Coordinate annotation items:
▬▬▬▬▬▬

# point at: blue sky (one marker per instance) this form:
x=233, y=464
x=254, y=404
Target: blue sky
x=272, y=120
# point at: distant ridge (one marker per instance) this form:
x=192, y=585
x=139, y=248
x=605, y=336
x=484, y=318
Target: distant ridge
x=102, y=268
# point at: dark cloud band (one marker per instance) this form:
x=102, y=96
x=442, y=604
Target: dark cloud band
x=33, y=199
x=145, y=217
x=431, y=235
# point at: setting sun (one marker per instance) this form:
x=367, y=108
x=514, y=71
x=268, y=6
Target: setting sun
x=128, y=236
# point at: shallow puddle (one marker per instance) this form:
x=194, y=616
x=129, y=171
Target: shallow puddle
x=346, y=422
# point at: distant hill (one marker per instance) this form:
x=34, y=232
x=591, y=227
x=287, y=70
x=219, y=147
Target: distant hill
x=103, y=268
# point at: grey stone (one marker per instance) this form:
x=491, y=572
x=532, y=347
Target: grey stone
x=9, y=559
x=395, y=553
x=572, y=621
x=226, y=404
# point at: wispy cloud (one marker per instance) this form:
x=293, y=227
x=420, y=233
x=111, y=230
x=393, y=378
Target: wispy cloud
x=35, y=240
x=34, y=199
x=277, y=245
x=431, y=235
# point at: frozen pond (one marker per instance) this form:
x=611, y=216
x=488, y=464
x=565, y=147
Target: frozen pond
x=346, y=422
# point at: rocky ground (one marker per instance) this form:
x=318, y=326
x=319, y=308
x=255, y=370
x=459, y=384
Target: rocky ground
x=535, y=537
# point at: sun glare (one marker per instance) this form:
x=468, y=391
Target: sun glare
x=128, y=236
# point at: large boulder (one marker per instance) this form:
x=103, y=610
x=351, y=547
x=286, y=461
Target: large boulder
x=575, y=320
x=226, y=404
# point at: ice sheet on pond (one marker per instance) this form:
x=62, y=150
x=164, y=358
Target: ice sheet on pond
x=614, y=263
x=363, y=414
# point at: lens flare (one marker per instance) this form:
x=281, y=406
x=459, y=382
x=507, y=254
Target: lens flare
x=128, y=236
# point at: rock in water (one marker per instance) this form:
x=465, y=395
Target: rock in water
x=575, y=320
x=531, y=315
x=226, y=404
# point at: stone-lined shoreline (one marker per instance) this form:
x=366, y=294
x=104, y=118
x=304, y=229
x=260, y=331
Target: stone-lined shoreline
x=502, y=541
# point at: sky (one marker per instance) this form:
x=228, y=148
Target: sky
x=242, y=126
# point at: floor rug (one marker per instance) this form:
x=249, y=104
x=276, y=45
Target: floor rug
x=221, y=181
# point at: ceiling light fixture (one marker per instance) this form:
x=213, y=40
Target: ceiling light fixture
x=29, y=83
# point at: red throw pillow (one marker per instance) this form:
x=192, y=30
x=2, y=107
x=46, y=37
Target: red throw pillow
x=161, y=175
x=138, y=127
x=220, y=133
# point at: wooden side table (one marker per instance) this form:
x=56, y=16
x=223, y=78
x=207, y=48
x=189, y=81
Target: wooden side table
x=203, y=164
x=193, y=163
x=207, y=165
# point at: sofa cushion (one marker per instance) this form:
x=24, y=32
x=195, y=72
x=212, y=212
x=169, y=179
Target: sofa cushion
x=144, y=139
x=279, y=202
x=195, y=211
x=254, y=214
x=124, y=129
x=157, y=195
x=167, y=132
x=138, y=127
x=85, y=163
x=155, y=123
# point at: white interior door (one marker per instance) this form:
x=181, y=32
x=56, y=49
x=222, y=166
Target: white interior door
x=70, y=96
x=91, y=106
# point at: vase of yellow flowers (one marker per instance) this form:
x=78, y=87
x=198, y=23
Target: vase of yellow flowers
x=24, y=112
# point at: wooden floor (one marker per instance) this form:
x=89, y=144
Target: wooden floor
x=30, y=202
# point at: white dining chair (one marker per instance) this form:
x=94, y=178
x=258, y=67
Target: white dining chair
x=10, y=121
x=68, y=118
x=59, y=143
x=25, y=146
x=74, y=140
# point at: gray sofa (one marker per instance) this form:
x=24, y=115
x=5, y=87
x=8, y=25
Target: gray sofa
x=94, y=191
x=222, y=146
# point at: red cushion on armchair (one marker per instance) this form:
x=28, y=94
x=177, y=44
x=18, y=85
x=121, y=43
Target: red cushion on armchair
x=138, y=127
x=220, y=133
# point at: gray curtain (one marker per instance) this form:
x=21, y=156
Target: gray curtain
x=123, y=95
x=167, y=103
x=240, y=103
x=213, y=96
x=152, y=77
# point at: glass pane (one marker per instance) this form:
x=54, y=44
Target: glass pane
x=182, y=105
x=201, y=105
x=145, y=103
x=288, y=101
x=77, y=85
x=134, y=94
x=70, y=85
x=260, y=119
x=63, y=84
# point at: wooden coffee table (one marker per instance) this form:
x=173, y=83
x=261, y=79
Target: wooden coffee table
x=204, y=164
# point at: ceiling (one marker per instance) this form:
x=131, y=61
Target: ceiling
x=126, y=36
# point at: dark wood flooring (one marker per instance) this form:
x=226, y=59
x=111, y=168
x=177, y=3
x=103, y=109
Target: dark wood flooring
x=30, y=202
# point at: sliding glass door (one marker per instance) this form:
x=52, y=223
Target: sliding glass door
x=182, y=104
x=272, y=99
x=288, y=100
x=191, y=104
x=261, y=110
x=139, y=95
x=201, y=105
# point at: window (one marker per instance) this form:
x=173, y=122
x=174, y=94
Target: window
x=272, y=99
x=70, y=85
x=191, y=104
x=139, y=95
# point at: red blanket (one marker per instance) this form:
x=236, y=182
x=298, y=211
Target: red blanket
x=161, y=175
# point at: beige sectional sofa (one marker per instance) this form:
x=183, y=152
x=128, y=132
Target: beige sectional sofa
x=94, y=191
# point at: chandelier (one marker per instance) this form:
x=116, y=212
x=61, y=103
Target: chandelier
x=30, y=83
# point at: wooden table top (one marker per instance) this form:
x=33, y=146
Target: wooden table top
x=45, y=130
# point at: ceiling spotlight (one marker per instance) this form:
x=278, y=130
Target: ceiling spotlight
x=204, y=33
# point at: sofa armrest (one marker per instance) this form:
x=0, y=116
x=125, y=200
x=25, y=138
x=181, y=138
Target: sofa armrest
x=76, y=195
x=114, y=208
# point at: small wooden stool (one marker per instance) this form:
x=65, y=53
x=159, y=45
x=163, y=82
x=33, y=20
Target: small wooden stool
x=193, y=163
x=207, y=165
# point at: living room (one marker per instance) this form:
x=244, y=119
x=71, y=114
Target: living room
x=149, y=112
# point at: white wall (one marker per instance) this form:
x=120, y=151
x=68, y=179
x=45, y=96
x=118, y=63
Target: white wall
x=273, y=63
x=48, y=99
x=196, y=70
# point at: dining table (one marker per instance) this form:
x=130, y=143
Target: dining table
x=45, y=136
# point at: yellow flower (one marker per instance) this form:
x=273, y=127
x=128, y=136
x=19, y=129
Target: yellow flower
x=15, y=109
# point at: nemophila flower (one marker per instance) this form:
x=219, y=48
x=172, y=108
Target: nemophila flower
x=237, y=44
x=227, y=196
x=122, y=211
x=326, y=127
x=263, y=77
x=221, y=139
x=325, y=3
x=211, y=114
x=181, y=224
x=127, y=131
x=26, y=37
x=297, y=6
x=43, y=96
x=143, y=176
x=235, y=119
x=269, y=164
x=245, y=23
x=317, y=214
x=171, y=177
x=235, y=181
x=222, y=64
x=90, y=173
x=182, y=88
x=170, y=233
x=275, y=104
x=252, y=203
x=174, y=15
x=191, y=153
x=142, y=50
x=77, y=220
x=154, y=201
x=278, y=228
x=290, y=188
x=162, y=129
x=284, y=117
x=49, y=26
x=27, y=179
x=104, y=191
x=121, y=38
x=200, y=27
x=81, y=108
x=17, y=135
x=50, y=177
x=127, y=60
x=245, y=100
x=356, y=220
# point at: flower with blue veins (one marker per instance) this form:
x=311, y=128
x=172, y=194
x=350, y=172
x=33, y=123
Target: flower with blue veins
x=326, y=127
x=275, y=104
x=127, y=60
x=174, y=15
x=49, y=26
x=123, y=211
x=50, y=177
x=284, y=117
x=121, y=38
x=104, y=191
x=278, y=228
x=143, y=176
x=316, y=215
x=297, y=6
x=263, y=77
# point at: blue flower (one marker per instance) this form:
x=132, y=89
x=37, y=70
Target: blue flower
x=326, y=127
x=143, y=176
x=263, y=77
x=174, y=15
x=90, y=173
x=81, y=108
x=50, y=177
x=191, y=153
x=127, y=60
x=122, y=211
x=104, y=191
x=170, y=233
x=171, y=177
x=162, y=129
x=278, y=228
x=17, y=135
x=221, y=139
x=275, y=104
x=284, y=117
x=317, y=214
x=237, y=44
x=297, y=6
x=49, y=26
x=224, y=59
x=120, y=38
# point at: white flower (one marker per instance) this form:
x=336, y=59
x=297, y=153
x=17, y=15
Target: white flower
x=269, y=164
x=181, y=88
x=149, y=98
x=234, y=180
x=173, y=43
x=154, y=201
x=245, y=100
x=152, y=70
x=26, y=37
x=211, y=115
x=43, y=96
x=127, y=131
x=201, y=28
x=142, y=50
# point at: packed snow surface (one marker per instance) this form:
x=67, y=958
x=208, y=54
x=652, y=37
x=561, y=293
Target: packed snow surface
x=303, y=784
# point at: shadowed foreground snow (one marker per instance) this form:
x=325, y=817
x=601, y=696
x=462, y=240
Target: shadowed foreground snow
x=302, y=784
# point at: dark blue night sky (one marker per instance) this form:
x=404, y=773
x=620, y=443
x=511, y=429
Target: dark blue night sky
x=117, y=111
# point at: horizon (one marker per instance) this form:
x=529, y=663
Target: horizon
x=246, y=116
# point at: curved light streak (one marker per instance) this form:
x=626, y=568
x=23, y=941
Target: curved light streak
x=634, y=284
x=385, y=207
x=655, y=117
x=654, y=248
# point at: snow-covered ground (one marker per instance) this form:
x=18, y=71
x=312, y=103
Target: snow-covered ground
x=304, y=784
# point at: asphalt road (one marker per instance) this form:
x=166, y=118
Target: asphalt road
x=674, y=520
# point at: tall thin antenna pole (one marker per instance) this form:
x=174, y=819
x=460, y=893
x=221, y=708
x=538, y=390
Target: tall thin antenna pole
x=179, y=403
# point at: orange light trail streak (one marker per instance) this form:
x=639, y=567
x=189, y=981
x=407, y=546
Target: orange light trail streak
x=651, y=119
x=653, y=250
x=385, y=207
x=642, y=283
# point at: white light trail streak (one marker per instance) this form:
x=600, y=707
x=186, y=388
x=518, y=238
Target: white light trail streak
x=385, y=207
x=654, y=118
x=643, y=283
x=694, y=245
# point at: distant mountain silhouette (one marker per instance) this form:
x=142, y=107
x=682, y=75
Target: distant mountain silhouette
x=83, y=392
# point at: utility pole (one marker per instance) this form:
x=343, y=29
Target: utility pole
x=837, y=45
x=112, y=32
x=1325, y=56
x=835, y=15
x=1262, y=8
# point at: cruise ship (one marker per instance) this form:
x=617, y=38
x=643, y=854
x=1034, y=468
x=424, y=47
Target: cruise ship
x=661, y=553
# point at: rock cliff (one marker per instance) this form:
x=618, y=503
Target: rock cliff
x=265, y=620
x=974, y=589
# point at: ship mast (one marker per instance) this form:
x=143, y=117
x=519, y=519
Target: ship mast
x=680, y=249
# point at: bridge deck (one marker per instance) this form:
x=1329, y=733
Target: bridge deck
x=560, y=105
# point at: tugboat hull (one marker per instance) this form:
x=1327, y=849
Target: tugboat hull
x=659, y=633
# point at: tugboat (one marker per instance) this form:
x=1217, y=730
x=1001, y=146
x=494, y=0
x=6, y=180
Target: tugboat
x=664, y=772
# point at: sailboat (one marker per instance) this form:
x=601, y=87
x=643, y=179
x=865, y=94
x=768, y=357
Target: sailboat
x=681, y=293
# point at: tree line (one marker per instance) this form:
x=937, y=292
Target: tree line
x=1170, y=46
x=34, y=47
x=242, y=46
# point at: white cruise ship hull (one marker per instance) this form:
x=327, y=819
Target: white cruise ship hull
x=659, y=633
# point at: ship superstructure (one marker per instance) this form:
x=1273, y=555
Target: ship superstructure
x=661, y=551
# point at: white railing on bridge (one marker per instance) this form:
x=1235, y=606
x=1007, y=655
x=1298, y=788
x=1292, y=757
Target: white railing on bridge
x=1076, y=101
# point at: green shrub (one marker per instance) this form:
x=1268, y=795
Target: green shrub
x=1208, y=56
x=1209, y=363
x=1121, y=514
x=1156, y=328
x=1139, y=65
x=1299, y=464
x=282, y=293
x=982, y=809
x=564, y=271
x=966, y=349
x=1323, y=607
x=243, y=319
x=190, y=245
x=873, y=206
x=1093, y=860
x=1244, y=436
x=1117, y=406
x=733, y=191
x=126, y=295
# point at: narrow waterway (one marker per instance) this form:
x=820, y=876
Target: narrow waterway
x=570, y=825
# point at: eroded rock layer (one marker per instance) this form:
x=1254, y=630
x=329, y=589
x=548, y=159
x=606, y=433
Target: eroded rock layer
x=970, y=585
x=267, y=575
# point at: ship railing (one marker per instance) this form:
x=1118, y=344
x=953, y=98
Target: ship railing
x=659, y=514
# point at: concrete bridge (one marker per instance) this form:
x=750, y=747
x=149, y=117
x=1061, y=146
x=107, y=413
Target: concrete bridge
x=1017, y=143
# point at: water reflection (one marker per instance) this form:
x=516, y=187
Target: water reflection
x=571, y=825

▬▬▬▬▬▬

#### What the exercise asks
Rewrite everything from the line containing "# point at: nemophila" down to the line containing "x=120, y=38", changing "blue veins" to "blue markings" and keeping all else as it is.

#### Answer to this exercise
# point at: nemophila flower (one marker per instance) this form:
x=219, y=48
x=172, y=108
Target: nemophila flower
x=237, y=44
x=227, y=196
x=122, y=211
x=326, y=127
x=263, y=77
x=221, y=139
x=325, y=3
x=211, y=114
x=181, y=224
x=127, y=131
x=26, y=37
x=297, y=6
x=43, y=96
x=143, y=176
x=235, y=119
x=269, y=164
x=245, y=23
x=317, y=214
x=171, y=177
x=235, y=181
x=222, y=64
x=90, y=173
x=182, y=88
x=170, y=233
x=275, y=104
x=252, y=203
x=174, y=15
x=191, y=153
x=142, y=50
x=77, y=220
x=154, y=201
x=278, y=228
x=290, y=188
x=162, y=129
x=284, y=117
x=49, y=26
x=27, y=179
x=104, y=191
x=121, y=38
x=200, y=27
x=81, y=108
x=17, y=135
x=50, y=177
x=127, y=60
x=245, y=100
x=356, y=220
# point at: flower with blue markings (one marker per instance) this form:
x=311, y=128
x=172, y=194
x=350, y=172
x=33, y=123
Target: flower with blue markings
x=326, y=127
x=275, y=104
x=127, y=60
x=174, y=15
x=49, y=26
x=123, y=211
x=50, y=177
x=284, y=117
x=121, y=38
x=104, y=191
x=278, y=228
x=143, y=176
x=316, y=215
x=297, y=6
x=263, y=77
# point at: blue flower (one marker per instance) this form:
x=132, y=89
x=37, y=70
Target: blue flower
x=326, y=127
x=143, y=176
x=263, y=77
x=174, y=15
x=90, y=173
x=81, y=108
x=50, y=177
x=191, y=153
x=127, y=60
x=122, y=211
x=104, y=191
x=170, y=233
x=171, y=177
x=162, y=129
x=278, y=228
x=17, y=135
x=221, y=139
x=275, y=104
x=284, y=117
x=317, y=214
x=237, y=44
x=297, y=6
x=49, y=26
x=224, y=59
x=120, y=38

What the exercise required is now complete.